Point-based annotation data
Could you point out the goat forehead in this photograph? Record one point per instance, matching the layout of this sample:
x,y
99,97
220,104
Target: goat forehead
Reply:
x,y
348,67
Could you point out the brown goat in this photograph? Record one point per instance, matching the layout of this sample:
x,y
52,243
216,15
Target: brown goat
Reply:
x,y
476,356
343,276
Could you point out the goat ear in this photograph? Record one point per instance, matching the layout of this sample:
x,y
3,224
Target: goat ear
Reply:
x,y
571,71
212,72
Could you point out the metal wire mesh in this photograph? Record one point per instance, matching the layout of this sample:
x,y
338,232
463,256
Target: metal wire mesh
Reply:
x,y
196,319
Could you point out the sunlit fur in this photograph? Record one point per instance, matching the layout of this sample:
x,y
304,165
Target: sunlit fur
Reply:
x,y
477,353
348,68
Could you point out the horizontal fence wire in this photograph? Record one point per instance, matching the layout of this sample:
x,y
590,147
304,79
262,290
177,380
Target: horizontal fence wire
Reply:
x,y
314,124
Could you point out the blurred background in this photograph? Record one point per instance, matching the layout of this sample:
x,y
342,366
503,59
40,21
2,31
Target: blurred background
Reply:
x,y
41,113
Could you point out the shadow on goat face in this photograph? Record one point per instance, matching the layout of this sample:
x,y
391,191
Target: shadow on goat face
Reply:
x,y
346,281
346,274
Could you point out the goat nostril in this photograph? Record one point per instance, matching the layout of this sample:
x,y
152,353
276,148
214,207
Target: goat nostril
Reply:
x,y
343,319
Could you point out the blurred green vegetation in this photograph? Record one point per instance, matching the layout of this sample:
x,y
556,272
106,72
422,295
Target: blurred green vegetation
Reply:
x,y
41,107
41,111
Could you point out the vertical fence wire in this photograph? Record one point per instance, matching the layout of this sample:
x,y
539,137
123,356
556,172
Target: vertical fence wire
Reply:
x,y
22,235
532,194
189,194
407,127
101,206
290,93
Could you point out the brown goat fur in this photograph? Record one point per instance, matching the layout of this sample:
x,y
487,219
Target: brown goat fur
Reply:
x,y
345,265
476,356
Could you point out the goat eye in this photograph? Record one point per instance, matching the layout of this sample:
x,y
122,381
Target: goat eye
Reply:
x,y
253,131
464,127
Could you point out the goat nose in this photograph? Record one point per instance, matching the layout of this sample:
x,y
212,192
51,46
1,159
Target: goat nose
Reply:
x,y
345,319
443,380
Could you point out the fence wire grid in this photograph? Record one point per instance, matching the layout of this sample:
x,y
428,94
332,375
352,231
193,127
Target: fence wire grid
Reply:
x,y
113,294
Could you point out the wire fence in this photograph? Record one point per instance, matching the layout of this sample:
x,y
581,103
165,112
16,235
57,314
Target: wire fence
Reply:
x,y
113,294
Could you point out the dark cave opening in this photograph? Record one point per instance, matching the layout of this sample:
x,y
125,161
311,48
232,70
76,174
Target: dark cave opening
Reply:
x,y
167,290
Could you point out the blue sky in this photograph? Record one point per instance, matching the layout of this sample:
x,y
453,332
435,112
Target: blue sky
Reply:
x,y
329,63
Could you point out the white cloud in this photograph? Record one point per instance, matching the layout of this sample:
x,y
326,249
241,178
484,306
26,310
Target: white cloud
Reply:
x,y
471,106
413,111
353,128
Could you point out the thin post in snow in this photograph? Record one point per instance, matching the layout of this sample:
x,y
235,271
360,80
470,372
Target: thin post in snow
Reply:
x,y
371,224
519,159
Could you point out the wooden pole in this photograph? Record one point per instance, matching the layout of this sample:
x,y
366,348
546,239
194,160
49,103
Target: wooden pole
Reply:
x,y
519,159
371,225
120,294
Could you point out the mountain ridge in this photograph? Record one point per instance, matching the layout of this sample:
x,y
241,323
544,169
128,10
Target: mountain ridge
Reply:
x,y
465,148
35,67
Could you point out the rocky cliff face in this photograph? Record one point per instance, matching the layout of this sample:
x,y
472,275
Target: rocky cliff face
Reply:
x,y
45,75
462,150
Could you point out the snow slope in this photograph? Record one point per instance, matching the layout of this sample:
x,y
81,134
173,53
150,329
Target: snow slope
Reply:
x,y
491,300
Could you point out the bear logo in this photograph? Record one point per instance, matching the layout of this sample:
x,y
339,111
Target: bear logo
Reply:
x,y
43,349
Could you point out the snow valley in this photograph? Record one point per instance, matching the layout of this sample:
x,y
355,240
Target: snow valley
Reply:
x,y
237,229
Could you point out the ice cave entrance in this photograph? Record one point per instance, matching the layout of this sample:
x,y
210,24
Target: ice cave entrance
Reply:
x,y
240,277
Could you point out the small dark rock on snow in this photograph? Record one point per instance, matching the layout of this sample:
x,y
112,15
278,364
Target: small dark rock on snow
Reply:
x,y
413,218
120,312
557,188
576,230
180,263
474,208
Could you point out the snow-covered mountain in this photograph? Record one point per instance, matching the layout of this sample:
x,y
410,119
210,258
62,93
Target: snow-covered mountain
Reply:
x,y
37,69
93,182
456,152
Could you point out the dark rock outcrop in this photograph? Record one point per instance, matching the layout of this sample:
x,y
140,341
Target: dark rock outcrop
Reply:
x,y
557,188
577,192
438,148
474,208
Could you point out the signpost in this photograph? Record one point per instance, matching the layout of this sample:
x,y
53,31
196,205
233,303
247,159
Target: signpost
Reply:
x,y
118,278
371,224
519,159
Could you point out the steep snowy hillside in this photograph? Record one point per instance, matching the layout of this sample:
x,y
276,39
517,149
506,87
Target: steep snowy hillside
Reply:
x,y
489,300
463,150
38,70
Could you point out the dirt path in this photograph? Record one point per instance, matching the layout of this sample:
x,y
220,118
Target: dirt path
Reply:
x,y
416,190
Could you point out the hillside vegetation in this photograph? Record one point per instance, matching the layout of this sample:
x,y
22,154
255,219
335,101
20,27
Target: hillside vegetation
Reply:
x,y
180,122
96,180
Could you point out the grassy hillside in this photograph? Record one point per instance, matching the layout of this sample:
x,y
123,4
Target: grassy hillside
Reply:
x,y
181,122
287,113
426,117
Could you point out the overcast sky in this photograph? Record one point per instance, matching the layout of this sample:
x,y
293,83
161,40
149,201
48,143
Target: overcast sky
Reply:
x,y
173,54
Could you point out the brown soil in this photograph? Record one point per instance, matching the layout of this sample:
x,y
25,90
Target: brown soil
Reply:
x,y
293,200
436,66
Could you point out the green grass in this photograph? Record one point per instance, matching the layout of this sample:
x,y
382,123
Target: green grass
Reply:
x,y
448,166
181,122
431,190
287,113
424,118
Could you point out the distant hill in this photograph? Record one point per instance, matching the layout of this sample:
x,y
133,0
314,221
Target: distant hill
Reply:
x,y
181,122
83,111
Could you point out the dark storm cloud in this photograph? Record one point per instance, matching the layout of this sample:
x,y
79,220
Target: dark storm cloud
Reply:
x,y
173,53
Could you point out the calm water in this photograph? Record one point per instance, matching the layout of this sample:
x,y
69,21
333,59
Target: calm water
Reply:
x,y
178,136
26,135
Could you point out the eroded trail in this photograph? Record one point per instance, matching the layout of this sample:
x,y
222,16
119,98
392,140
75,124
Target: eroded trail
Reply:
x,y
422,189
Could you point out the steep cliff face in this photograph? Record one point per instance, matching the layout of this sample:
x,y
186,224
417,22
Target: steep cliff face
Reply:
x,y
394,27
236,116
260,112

→ **What you are asked to do**: Reproduce every one of the rows above word for word, from the first through the last.

→ **Answer for the task**:
Could you point out the goat forehead in this photograph? Record one point per instance, matching the layout of this sample:
x,y
99,97
220,104
Target: goat forehead
Reply:
x,y
348,67
Could you point out the brown goat in this photograph? Record one point per instance, matching the layout of this sample:
x,y
52,243
216,15
Target: brown goat
Reply:
x,y
476,356
343,276
Could you point out the goat ear in this photograph? Record one point per instance, matching the layout of this sample:
x,y
3,224
Target: goat ear
Reply:
x,y
571,71
212,72
Could you point out the metal wire mesh in this photograph? Record one point per instance, matching the layout of this sample:
x,y
338,232
463,256
Target: metal wire mesh
Reply:
x,y
196,319
Could you point out the sunlit fur in this photograph? Record one point per instance, matching the layout of this sample:
x,y
304,165
Target: sunlit fur
Reply:
x,y
477,353
348,68
Could you point out the horizontal fence wire in this photograph? Record one point per instance, matching the layout of this sample:
x,y
590,147
304,79
262,290
177,380
Target: horizontal fence wire
Reply:
x,y
314,124
Could you point out the blurred background in this photograph? Record one point per instance, matching the layout of this sample:
x,y
342,366
503,59
40,21
2,31
Target: blurred background
Reply:
x,y
41,113
Could you point out the shadow on goat face in this photograph? Record one point per instance, matching the layout of this sample:
x,y
391,191
Target: shadow on goat face
Reply:
x,y
346,281
346,274
Could you point out the goat nostril in this photograph? Record one point per instance, matching the layout of this sample:
x,y
152,353
276,148
214,207
Target: goat nostril
Reply:
x,y
343,319
Could you point out the blurred green vegetation in this photograph? Record one point per instance, matching the layout of this sample:
x,y
556,272
106,72
422,295
Target: blurred green vegetation
Reply:
x,y
41,107
41,111
Could you point out the vertical fence wire in this photograph? Record one point per instance, matching the layout of this sample:
x,y
539,137
123,356
556,172
Target: vertical fence wire
Reply:
x,y
22,235
532,194
189,194
407,127
101,206
290,93
Could you point out the brown goat fur in this photograph? Record one point per instance, matching the layout of this sample:
x,y
487,219
Target: brown goat fur
Reply:
x,y
345,265
476,356
Could you point out the goat eye in this photograph? Record one point per instance, matching the layout of this sample:
x,y
122,381
Target: goat eye
Reply:
x,y
253,131
464,127
Could you point out the goat nose in this photograph? Record one point per instance, matching the layout of this sample:
x,y
212,192
51,46
1,159
Target: goat nose
Reply:
x,y
345,319
443,380
Could you point out the fence wire grid in this photograph? Record one point per instance, matching the layout of this sample:
x,y
428,94
332,375
352,231
193,127
Target: fence wire grid
Reply:
x,y
113,294
Could you point out the wire fence in this photograph? Record one point per instance, matching the layout of this sample:
x,y
581,103
165,112
16,235
57,314
Target: wire fence
Reply:
x,y
113,294
Could you point out the dark cave opening in this photograph? Record one point per instance, matching the layout of this sample:
x,y
125,161
311,48
232,70
76,174
Target: dark cave opening
Reply:
x,y
167,290
Could you point out the blue sky in this photograph? Record one point per instance, matching the layout of this sample:
x,y
453,332
435,112
Target: blue sky
Reply:
x,y
329,63
Could you point out the white cloud in this photograph? Record one point per instance, matching the layout of this sample:
x,y
326,249
241,178
484,306
26,310
Target: white cloud
Reply:
x,y
471,106
413,111
353,128
Could you point out the thin post in snow in this photograph? Record one point per instance, matching the layout of this sample:
x,y
235,271
360,80
470,372
Target: thin post in snow
Reply:
x,y
371,224
519,159
Could you point out the wooden pole in this photograph? Record one point per instance, matching the layout of this sample:
x,y
366,348
546,239
194,160
49,103
Target: wooden pole
Reply:
x,y
519,159
371,225
120,294
Could you point out the mountain ridge in this photograph? Record one point per instance, matching the layout of this sample:
x,y
241,323
544,169
128,10
Target: mountain ridge
Reply:
x,y
465,148
35,67
Could you point out the rocky cliff face in this photograph? Record one point per instance, matching the layout of this sample:
x,y
472,275
Target: rocky cliff face
Reply:
x,y
45,75
462,150
Could you point out the snow slope in this photograph? Record one point per instance, matching the layout of this sample:
x,y
81,134
173,53
150,329
Target: snow slope
Reply:
x,y
491,300
Could you point out the bear logo in this photograph? Record one point per instance, matching the layout of this sample:
x,y
339,111
Target: bear logo
Reply:
x,y
43,349
Could you point out the snow valley in this photograph? Record one point per instance, matching the layout of this sample:
x,y
355,240
Target: snow valley
Reply:
x,y
237,229
Could you point out the ice cave entrance in this photograph? Record one point per instance, matching the layout of this sample:
x,y
210,24
Target: ice cave entrance
Reply:
x,y
240,277
Could you point out the small dark rock on snow in this photograph? Record one point per instance, matching the layout of this sample:
x,y
112,15
278,364
Target: small dark rock on snow
Reply:
x,y
413,218
120,312
557,188
576,230
180,263
474,208
Could you point out the snow-covered mountain in this photograph? Record one point per instance, matching the layout of this sample:
x,y
410,119
210,258
62,93
Target: snow-covered mountain
Reply:
x,y
37,69
93,182
456,152
Could you point out the dark rock outcrop in this photograph? Record one point per instance, matching the layout of this sample:
x,y
140,341
Target: dark rock outcrop
Reply:
x,y
557,188
577,192
438,148
474,208
Could you point out the signpost in this photograph? Record one point per instance, matching the layout of this sample:
x,y
53,31
196,205
233,303
247,159
Target: signpost
Reply:
x,y
118,278
371,224
519,159
Could you point out the steep snowy hillside in this photograph? Record one point per instance, matching the layout of this sample:
x,y
276,39
517,149
506,87
Target: steep snowy hillside
Reply:
x,y
489,300
463,150
38,70
Could you point out the dirt path in this photograph? Record one point per instance, matching the layout of this sample:
x,y
220,118
Target: dirt path
Reply:
x,y
416,190
Could you point out the hillside vegetation in this photograph? Record one point per instance, matching the layout of this sample:
x,y
22,154
255,219
335,101
20,27
Target: hillside vegetation
Reply:
x,y
180,122
96,180
Could you point out the grassy hillside in this photograph? Record one point per instance, matching the layout of this sample:
x,y
123,4
Target: grassy hillside
Reply:
x,y
181,122
287,113
426,117
Could you point out the overcast sky in this photograph? Record one point per instance, matching the layout of this sample:
x,y
293,83
161,40
149,201
48,143
Target: overcast sky
Reply:
x,y
173,54
Could you point out the brown soil in this photograph? Record one point per instance, matching the layout of this sample:
x,y
25,90
Target: brown soil
Reply:
x,y
293,200
436,66
Could you point out the green grass in this photograph? Record one point per instance, matching the layout of this sample:
x,y
382,123
Target: green grass
Reply:
x,y
448,166
181,122
431,190
287,113
424,118
Could you point out the distant hill in this photograph? Record one point per instance, matching the layout of this sample:
x,y
133,0
314,221
Target: distant hill
Reply:
x,y
181,122
83,111
Could you point out the dark storm cloud in this photograph? Record one point per instance, matching the layout of this sample:
x,y
79,220
Target: dark storm cloud
Reply:
x,y
173,53
Could you point out the calm water in this photograph? Record one point per instance, matching the layout of this sample:
x,y
69,21
333,59
Target: calm water
Reply:
x,y
178,136
26,135
Could you point out the eroded trail in this photograph? Record one point per instance, matching the layout of this sample:
x,y
222,16
119,98
392,140
75,124
Target: eroded trail
Reply:
x,y
422,189
Could you point out the steep cliff face in this photograph? Record one point per instance, matching the layout of this sample:
x,y
186,224
417,22
Target: steep cliff face
Reply:
x,y
394,27
236,116
260,112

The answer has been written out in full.